▶ _Source text_
════════════════════

# Fish ID: Permit or Pompano?



## TidewateR (Nov 11, 2009)

for sure not a pompano


----------



## trucha del mar (Apr 1, 2016)

That's a permpano. Very rare. Congrats.


----------



## Tom Ilg (Jun 13, 2018)

Looks like a baby permit....was he caught off the beach?


----------



## pete_paschall (May 8, 2009)

Looks like a baby Permit, according to this article:

https://fishbites.com/identifying-permit-vs-pompano/

"The body of a juvenile permit is deeper than that of a pompano of similar length; also, the anal fin of the juvenile permit is orange."


----------



## flatzcrazy (Feb 5, 2013)

LowTideFly said:


> Fish ID Please:
> 
> I say permit, of course


Permit


----------



## crboggs (Mar 30, 2015)

Palometa?

https://myfwc.com/wildlifehabitats/profiles/saltwater/jacks/palometa/


----------



## LowTideFly (Apr 8, 2016)

I knew it wasn’t a palometa bc it was missing the stripes and the phins were much shorter


----------



## bryson (Jun 22, 2015)

pete_paschall said:


> Looks like a baby Permit, according to this article:
> 
> https://fishbites.com/identifying-permit-vs-pompano/
> 
> "The body of a juvenile permit is deeper than that of a pompano of similar length; also, the anal fin of the juvenile permit is orange."


Also, looks like the dorsal and anal fins are pretty well in line with each other, as well as a little longer than you'd expect on a pompano.

Congrats on your permit


----------



## texasag07 (Nov 11, 2014)

Nice micro perm.


----------



## kbanashek (Apr 5, 2017)

Juvi perm


----------



## LowHydrogen (Dec 31, 2015)

Slab Permit


----------



## bjtripp83 (Aug 10, 2015)

Learners permit


----------



## Dave Nickles (Feb 3, 2018)

bjtripp83 said:


> Learners permit


OK, now that's funny right there!

Nice Permit for sure.


----------



## Backwater (Dec 14, 2014)

LowTideFly said:


> Fish ID Please:
> 
> I say permit, of course


Definitely a small perm!


----------



## Backwater (Dec 14, 2014)

LowTideFly said:


> I knew it wasn’t a palometa bc it was missing the stripes and the phins were much shorter


They also have longer fins!

Never seen a palometa in Florida. Only in the Caribbean.


----------



## jsnipes (May 1, 2011)

The thing that threw me off a bit was in the one pic it only has a single nostril where permit have 2 nostrils (nares).

However, if you look closely you can start to see the separation within that nostril it seems it just hasn't fully developed and split. I went and found a picture of the smallest one I've ever caught and on that one the nares had just *barely* separated. It must have been just a few weeks older than this one.

Congrats!!


----------



## permitchaser (Aug 26, 2013)

I think the big eyes make it a permit not a pomp


----------



## devrep (Feb 22, 2009)

if it tastes good it a pompano.


----------

════════════════════

▶ _Extracted entries_
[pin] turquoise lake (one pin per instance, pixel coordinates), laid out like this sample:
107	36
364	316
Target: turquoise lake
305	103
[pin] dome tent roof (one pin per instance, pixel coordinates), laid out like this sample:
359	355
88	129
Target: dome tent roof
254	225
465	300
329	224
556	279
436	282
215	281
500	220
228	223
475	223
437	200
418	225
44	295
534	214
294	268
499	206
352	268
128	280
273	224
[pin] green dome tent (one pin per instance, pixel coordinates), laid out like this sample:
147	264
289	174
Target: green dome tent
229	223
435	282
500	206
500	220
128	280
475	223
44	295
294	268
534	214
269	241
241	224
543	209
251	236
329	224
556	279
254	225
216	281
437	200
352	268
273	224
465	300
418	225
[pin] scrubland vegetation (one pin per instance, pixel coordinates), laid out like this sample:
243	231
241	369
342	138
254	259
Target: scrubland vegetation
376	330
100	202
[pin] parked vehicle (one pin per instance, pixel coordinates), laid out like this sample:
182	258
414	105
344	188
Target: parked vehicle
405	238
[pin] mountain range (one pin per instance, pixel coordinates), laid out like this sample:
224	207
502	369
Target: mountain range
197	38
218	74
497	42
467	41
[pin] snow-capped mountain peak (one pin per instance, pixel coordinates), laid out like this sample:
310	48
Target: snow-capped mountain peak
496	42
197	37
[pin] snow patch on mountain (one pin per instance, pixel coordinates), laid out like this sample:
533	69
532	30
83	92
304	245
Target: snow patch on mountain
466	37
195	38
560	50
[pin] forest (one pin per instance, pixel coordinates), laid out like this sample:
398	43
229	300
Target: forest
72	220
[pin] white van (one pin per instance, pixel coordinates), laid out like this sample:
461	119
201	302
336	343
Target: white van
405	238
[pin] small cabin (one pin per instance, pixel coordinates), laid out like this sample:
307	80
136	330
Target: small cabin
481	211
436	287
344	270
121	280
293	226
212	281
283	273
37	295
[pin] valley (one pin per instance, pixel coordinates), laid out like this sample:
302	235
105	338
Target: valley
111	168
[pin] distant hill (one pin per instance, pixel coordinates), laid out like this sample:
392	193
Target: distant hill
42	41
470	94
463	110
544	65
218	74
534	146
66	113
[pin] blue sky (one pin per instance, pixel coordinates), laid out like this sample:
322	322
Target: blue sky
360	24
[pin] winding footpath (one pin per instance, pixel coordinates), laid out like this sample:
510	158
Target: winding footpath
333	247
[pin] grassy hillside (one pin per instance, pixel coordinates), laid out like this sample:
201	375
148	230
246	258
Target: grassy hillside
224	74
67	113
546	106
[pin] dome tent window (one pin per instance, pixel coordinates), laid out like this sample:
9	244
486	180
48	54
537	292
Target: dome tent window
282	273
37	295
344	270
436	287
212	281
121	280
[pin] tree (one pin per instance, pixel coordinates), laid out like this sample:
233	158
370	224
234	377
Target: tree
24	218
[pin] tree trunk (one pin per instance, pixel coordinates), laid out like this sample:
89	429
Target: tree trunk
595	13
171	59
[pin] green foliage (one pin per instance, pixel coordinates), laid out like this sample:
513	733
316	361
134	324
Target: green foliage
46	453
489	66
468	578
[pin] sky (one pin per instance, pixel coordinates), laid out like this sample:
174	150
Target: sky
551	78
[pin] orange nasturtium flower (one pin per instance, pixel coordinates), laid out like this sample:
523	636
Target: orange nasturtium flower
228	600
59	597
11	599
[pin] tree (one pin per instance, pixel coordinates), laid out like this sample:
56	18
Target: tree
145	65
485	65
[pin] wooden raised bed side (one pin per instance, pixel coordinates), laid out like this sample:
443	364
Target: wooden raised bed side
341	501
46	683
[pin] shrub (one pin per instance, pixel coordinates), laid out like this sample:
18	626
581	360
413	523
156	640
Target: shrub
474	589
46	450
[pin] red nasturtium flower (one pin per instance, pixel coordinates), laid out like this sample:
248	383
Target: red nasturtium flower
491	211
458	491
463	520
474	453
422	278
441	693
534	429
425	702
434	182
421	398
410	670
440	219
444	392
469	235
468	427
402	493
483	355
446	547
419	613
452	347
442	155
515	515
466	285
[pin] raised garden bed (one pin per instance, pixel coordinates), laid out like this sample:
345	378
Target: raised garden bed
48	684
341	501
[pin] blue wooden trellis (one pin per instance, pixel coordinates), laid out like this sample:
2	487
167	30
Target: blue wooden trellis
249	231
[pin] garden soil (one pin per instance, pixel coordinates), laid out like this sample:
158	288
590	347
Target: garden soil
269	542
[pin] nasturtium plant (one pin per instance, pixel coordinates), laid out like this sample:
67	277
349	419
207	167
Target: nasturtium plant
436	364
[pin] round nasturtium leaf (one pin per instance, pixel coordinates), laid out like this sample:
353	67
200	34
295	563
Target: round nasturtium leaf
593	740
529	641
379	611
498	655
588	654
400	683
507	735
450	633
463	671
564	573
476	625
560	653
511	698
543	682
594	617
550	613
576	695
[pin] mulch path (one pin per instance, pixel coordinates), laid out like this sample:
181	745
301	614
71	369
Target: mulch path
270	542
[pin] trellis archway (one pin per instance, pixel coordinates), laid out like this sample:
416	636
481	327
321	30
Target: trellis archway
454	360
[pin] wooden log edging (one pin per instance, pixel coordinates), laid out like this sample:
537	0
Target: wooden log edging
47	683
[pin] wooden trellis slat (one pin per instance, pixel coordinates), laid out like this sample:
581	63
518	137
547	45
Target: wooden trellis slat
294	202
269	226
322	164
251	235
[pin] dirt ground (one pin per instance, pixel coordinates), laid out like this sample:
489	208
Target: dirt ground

════════════════════

▶ _Exercise brief_
Write out the part of the permit-or-pompano thread that opens with the words containing "## jsnipes (May" and closes with "(Aug 26, 2013)".

▶ _Correct result_
## jsnipes (May 1, 2011)

The thing that threw me off a bit was in the one pic it only has a single nostril where permit have 2 nostrils (nares).

However, if you look closely you can start to see the separation within that nostril it seems it just hasn't fully developed and split. I went and found a picture of the smallest one I've ever caught and on that one the nares had just *barely* separated. It must have been just a few weeks older than this one.

Congrats!!


----------



## permitchaser (Aug 26, 2013)